» DOCUMENT EXCERPT:
[Start]

I fully plan to keep everyone updated including sponsors, the charity, friends colleagues, employers and of course anybody interested on this forum.

Thanks again and please keep any comments and observations coming.

Alan


----------



## Soltydog (7 Jan 2019)

You've plenty of time to train for doing this in June, try a few things out before than & see what works best for you. Last year I did 50 consecutive days of at least 50km & it was hard going on the legs, constantly aching for the last week or two. I find that if I do a long ride (100 miles ish) then it takes more than 24 hours rest to fully recover, I'll tend to be stiff & aching for two or more days 
If the weather is favourable at the beginning of June I'd aim for at least 300 miles a week & then it gives you a chance if something slows you up at end of the month 
Good luck with it


----------



## cosmicbike (7 Jan 2019)

I set myself the same challenge last year. I cycle to work, so that made 20 miles per day which I extended, then some bigger rides on my rest days. At about 33 miles per day, my best advise it to get ahead of the required daily mileage. Missing a few miles, or a day, later in the month is very difficult to recover


----------



## Tigerbiten (7 Jan 2019)

I start to get fit for a tour with trying to do 100 mile per week, either lots of short rides or a few longer rides.
After a month or so I'll start to up the distance so that at the start of my tour I can fairly easily do 150 miles per week.
I find it's best if each week I either do 4 short rides in one block, a day off, a longer ride, another day off.
Or 3 short, off, 2 long, off, 3 or 4 short, etc, etc.
Mixing and matching the distances makes it more "fun" and if it not "fun" you'll soon stop.

I then at the start of a long tour I find my first 1,000 miles tends to take around 35 days.
I then tend to knock 5 days off each of the next 1,000 miles until I get down to 20 days per 1,000.
I'll then keep that speed until the end of the tour.
I find that weeks 2-3 are the hardest on tour because I've run my reserves down but I've yet to build my full cycling fitness.
After that it just gets easier as I rebuild my reserves as I get cycling fit.
And I'm now the well wrong side of 50 but as I don't work anymore I've got plenty of time to do it in.

So it's easily possible if you take your time to build up to it.


----------



## Swanage53 (10 Feb 2019)

Hi guys and girls,
Thought I would give a quick update if anybody is still interested? I have upped my road miles and had a better January than last year, although recent bad weather has meant sometime stuck in the garage on the rollers so the past couple of weeks has been a bit slow. Managed a couple of quick rides this weekend, only short, today was flippin' cold and wet but better than the rollers. I have noticed that my fitness level is improving although I have a long way to go. I have booked a place on the Chilterns Samaritans ride at the end of June to finish off the month and a friend who did it with me a couple of years ago is coming down from up north to join me for the day. It's a great event which I am looking forward to. Last time I did the 80 miles in 5 hours 44 mins including stop at feed station. If I can knock a couple of minutes off this year I will be more than happy. ☺


----------



## Ming the Merciless (10 Feb 2019)

How is your wife getting on with building her fitness? Am I right in thinking you will be doing your challenge together?


----------



## Swanage53 (10 Feb 2019)

YukonBoy said:


> How is your wife getting on with building her fitness? Am I right in thinking you will be doing your challenge together?

[End]

» RECORD LIST:
[Start]

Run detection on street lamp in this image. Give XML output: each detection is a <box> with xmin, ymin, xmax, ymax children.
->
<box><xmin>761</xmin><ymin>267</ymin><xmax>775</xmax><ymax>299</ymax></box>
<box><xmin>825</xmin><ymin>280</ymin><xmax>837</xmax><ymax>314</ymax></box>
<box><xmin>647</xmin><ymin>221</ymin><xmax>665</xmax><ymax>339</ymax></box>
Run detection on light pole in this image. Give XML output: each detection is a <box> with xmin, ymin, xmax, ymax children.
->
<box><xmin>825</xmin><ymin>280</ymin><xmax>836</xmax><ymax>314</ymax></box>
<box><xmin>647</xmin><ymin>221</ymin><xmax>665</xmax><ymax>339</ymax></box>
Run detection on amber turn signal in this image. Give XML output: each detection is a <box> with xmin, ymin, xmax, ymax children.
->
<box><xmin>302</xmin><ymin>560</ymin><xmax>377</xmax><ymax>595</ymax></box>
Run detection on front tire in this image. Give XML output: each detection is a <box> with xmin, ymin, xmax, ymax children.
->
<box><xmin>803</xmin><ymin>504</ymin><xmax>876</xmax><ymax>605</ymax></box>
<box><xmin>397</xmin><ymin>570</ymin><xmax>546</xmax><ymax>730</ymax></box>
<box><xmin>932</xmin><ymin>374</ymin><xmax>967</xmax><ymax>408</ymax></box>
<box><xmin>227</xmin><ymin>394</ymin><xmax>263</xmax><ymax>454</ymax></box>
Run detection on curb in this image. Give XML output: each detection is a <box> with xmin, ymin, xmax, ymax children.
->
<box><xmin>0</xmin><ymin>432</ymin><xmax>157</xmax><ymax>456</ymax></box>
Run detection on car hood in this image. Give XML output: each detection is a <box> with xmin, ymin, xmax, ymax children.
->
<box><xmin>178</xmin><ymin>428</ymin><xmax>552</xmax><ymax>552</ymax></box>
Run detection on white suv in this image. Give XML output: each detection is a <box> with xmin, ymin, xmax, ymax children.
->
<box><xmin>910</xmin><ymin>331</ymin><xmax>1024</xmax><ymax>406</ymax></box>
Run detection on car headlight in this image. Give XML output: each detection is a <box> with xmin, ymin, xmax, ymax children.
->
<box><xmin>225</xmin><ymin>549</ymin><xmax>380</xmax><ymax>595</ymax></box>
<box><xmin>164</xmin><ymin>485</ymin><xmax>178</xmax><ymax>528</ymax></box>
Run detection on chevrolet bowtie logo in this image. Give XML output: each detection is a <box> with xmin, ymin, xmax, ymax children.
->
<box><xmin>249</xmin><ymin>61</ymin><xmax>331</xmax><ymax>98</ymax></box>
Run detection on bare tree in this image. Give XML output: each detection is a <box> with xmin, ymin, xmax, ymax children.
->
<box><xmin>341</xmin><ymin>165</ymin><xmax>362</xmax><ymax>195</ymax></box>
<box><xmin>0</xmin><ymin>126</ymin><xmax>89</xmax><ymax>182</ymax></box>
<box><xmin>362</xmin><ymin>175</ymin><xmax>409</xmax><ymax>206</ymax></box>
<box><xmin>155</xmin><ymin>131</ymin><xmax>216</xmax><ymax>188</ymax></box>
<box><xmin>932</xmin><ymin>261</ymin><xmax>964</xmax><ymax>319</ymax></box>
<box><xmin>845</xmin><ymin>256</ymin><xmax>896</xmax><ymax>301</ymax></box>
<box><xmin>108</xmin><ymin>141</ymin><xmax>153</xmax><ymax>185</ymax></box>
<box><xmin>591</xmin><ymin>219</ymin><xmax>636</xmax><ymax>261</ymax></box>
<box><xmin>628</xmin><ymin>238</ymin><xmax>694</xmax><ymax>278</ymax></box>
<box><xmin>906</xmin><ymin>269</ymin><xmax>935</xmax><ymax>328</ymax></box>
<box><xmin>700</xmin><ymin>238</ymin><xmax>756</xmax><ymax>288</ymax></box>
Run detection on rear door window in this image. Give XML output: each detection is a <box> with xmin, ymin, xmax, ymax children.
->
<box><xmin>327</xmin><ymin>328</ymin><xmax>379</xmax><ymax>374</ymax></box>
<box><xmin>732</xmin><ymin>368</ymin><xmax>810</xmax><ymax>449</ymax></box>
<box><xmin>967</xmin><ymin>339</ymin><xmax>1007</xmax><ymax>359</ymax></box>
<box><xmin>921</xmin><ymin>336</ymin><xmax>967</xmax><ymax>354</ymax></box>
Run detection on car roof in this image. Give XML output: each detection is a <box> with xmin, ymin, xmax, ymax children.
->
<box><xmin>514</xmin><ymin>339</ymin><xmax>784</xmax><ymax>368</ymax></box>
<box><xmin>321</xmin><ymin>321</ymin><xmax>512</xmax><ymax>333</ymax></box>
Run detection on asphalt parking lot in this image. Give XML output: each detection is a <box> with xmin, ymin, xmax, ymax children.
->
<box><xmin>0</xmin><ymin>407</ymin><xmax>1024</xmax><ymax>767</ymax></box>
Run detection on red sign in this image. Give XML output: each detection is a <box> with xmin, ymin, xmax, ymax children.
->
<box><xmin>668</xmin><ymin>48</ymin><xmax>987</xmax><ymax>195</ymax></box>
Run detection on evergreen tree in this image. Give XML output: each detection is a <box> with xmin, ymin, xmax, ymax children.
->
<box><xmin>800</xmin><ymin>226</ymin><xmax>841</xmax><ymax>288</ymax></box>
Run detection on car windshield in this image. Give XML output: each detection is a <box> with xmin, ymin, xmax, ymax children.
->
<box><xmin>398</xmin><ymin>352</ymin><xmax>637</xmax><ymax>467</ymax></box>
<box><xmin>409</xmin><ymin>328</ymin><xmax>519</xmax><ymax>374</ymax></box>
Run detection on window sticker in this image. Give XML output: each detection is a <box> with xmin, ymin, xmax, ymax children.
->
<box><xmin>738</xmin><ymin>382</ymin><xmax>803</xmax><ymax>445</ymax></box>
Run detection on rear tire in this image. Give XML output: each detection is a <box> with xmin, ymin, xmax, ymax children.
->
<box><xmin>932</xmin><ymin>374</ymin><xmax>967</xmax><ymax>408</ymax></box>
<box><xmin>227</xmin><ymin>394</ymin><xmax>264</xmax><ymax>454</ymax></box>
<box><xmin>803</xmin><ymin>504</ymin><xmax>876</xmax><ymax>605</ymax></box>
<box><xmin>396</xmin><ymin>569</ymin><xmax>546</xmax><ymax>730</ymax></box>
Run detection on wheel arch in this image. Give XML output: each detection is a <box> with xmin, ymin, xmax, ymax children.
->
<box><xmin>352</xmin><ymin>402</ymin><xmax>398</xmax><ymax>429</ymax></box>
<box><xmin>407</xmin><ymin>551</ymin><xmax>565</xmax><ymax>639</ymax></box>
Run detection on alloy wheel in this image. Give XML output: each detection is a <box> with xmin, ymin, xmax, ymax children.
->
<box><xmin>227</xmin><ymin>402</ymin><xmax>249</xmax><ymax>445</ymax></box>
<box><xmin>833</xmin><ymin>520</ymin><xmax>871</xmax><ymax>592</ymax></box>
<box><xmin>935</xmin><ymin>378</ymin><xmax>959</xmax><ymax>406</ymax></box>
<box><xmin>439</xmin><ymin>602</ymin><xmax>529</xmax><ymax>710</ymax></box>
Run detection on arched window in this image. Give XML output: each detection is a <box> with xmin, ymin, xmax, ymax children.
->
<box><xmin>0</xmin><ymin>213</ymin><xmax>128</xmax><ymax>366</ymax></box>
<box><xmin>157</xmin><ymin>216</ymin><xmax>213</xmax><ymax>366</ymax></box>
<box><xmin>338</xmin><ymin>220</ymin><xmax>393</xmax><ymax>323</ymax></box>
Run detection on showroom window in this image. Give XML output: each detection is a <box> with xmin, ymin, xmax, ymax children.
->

[End]

» JOBS:
1. In the cycling thread, how long did Swanage53 take to finish the 80 miles on the previous Chilterns Samaritans ride?
2. According to the cycling thread, why does Tigerbiten find weeks 2-3 of a tour the hardest?
3. Rewrite the part of the cycling thread starting at "I start to get" and ending at "you'll soon stop.", with "day off" changed to "rest day".
Use only the cycling thread when answering.

» RESULTS OF THE EXERCISE:
1. 5 hours 44 minutes, including the stop at the feed station.

2. By then Tigerbiten has run down their reserves but has not yet built full cycling fitness. After that it gets easier as the reserves are rebuilt and cycling fitness comes.

3.
I start to get fit for a tour with trying to do 100 mile per week, either lots of short rides or a few longer rides.
After a month or so I'll start to up the distance so that at the start of my tour I can fairly easily do 150 miles per week.
I find it's best if each week I either do 4 short rides in one block, a rest day, a longer ride, another rest day.
Or 3 short, off, 2 long, off, 3 or 4 short, etc, etc.
Mixing and matching the distances makes it more "fun" and if it not "fun" you'll soon stop.